%%

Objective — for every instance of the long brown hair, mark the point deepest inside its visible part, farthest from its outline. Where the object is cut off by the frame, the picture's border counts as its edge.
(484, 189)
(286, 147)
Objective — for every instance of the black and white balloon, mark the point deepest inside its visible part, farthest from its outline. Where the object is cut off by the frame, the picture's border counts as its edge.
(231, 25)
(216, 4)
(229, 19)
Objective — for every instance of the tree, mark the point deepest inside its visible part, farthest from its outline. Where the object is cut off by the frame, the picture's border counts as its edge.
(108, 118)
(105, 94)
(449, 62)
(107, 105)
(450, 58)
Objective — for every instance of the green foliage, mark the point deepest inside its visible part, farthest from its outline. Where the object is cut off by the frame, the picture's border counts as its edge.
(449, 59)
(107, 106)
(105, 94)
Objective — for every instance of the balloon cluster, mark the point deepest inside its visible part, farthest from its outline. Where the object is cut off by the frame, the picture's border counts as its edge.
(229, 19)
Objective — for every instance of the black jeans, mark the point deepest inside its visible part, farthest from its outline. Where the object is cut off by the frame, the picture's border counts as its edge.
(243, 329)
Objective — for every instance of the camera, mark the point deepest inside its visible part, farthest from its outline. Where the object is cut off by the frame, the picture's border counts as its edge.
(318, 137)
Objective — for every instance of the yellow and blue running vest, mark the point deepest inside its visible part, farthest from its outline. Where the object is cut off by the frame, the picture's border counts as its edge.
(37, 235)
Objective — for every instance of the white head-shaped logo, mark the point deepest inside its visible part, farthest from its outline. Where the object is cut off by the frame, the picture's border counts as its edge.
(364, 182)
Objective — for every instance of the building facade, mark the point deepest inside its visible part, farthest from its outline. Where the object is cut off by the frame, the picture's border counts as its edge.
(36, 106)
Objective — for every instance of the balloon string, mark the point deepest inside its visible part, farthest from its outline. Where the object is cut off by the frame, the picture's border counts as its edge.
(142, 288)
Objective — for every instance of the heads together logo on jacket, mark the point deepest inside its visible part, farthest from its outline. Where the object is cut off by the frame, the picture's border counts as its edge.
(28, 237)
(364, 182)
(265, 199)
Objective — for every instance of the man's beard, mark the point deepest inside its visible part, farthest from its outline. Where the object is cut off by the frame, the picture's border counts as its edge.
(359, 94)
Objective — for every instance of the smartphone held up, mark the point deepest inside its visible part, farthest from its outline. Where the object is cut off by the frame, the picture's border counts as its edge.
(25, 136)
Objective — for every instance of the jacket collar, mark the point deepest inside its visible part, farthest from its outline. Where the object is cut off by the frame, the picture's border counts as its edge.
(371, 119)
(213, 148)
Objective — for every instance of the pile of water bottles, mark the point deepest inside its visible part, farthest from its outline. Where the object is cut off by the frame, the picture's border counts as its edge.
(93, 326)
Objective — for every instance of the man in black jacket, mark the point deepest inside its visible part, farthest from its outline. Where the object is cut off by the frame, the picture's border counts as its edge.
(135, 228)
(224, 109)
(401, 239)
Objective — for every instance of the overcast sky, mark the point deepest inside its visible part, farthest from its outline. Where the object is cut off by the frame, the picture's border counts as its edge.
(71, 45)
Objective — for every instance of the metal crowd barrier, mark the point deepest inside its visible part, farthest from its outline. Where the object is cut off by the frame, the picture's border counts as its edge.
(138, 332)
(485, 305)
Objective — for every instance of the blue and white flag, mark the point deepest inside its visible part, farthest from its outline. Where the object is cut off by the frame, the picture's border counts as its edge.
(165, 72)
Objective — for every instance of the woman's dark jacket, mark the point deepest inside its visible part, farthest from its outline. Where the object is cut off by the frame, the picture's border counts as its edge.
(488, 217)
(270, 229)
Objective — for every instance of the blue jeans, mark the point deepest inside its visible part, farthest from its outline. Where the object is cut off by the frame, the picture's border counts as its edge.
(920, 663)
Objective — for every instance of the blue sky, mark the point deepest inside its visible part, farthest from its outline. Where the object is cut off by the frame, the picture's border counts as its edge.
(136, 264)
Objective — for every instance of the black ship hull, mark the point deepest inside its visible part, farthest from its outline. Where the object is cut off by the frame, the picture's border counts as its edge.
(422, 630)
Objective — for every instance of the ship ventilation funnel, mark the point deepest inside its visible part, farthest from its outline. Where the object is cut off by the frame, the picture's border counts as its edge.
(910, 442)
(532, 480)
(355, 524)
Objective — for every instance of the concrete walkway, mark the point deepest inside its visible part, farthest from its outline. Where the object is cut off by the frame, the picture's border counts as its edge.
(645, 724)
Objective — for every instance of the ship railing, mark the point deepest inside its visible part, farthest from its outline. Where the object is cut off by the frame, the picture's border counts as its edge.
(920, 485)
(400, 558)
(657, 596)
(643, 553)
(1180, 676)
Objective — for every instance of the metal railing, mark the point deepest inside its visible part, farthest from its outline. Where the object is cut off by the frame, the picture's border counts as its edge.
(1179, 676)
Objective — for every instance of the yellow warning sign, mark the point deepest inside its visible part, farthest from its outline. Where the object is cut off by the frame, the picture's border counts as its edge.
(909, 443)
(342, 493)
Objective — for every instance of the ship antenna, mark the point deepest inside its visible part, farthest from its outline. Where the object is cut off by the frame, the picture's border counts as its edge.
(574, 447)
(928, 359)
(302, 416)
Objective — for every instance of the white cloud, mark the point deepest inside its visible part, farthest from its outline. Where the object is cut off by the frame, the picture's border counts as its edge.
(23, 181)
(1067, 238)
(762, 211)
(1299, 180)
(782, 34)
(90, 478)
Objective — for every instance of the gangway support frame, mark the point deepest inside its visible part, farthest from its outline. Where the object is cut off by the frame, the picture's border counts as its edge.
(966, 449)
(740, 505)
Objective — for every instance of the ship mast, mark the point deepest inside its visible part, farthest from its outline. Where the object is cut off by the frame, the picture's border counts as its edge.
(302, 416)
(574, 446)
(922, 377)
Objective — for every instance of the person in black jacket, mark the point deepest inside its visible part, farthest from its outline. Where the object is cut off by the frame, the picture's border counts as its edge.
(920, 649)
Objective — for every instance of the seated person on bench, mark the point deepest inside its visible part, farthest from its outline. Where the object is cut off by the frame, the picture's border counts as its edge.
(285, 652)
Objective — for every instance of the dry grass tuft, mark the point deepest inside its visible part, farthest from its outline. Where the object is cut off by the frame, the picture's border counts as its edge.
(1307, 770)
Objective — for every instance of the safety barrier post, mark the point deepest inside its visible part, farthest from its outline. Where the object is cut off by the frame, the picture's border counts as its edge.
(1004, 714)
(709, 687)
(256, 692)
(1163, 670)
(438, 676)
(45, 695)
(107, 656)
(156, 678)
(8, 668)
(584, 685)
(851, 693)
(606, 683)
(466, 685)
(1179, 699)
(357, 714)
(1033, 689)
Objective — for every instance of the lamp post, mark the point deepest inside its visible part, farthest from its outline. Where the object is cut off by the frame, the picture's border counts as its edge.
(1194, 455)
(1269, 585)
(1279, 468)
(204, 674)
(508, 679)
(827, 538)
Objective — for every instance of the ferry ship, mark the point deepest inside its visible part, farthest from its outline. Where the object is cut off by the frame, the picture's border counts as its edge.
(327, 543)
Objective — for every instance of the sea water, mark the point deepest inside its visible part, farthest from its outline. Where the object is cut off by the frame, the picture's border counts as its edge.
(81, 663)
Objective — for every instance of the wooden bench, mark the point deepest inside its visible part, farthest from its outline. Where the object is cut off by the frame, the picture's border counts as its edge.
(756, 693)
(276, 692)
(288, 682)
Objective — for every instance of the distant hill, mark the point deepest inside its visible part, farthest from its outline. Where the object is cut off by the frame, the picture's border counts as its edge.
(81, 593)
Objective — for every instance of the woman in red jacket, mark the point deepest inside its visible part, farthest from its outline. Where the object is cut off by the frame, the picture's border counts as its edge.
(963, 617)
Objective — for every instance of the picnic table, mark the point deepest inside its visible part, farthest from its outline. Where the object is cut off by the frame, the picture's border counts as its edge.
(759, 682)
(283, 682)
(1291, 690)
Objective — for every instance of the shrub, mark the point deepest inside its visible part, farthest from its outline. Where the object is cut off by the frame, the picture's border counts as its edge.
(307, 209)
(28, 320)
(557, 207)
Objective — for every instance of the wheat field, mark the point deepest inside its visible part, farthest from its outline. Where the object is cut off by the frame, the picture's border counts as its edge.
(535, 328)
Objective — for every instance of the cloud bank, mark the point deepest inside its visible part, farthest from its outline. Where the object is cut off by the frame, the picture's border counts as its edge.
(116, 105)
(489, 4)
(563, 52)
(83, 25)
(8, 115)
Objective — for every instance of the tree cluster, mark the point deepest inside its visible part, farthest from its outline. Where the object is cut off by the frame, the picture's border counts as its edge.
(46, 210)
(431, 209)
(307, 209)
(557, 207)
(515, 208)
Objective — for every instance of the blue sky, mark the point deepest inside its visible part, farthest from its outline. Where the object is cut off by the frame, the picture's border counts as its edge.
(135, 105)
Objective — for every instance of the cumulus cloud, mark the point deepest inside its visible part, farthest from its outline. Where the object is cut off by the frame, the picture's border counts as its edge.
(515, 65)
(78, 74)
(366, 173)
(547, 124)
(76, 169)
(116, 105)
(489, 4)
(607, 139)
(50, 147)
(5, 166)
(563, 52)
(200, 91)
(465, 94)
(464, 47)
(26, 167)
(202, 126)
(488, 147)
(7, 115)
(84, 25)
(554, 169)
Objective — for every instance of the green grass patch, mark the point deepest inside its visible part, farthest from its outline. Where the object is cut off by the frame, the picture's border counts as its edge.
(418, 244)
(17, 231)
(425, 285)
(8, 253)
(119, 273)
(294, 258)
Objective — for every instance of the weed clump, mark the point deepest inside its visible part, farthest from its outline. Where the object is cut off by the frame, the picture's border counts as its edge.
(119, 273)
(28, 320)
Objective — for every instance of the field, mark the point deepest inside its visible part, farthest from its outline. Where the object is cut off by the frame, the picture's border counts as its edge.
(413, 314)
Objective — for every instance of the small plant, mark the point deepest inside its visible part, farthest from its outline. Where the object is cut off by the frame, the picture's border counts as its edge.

%%

What is required:
Output the line that contains "Objective — for every instance of the weed", followed by every later line in the listing, with no line omitted and none added.

Finished exercise:
Objective — for every instance of the weed clump, mark the point deepest inside its visible part, farthest from its outline. Where the object is cut off by the frame, the picture's border counts as its edge.
(119, 273)
(28, 320)
Objective — for every instance of the field, mark the point deepest inside its visible part, farthest from its outline. Where the object is cut off by the frame, the picture's border counts as its edge.
(413, 314)
Objective — for every instance of the small plant, mark the point deepest inside its visible part, farthest from its outline. Where the object is cut off by the frame, the picture's border counts as its edge.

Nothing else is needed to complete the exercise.